Selected extract:
Monday, January 5, 2009

Some high-level differences

Warning- I'm unreasonably picky about some things, and that's going to show through here.

I'm not sure what I think of the URL structure that I've seen with rails. A URL is a Uniform Resource Locater, and to me, that means a file on a webserver. Somehow, having a URL that doesn't point to a file on a server seems wrong to me. It obviously works, and I'm not saying that this is A Thing That Should Not Be. But it bugs me.

This next part comes from an example in the book, which may have been written to be simple, rather than a recommended practice. I don't know enough to say yet. however, database connection information is stored in a .yml file in the application folder. Really? No centralized database connection information? If someone more experienced with Rails reads this and can correct me in this, I'd love to hear it. At work, we recently moved our production databases to new servers and changes user permissions, login information, and even the ports used to connect to the databases. Thanks to ColdFusion's centralized Datasource Manager, it was a near-painless and fairly simple operation to make sure that our websites didn't start failing. With the large number of web application we support, even using automated tools to change connection information in each application would have been a chore. I wonder if it would be possible to use symlinks on *nix to help with this some.

Along the lines of database stuff that I want to read more on before forming a firm opinion, a word or two on a command that will be more familiar to any Rails readers I may have than CF readers. rake db:migrate
Here's the scoop, as I understand it. When you create a model object in Rails- post and comment, for instance- a database migrate object is created. The "rake db:migrate" command will apply changes to the database, based on the model objects you have made. Post and Comment become tables and the attributes you have given those objects become fields. If you change those attributes, you can update your migration so that your database stays up to date with your model.

Provided material:

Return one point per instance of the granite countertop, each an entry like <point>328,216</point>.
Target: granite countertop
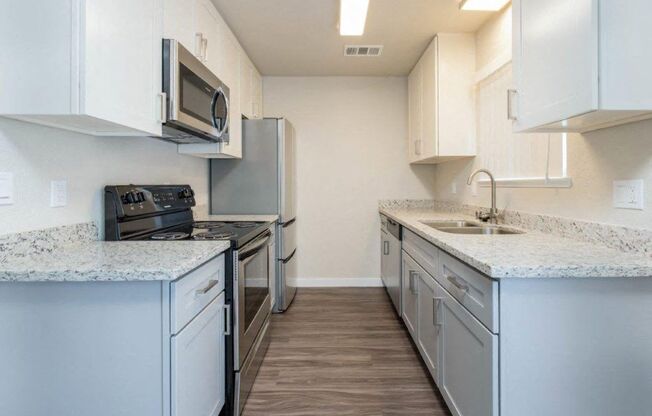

Exercise task:
Answer these questions from the blog post on Rails:
(a) In the book's example, where is database connection information stored?
(b) Which ColdFusion feature made the move of the production databases a near-painless operation?
(c) What does the "rake db:migrate" command do?
Rely solely on the blog post, not on the material.

Finished answer:
(a) In a .yml file in the application folder.
(b) ColdFusion's centralized Datasource Manager.
(c) It applies changes to the database based on the model objects that have been made.